►
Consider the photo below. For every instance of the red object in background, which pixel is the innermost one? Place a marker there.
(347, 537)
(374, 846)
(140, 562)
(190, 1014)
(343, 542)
◄
Copy every one of the records above word for word, keeping each line as it is.

Consider the photo below. For every instance of the red object in background, which pixel is the innermost one? Place a marker there.
(347, 537)
(374, 846)
(140, 562)
(190, 1014)
(343, 542)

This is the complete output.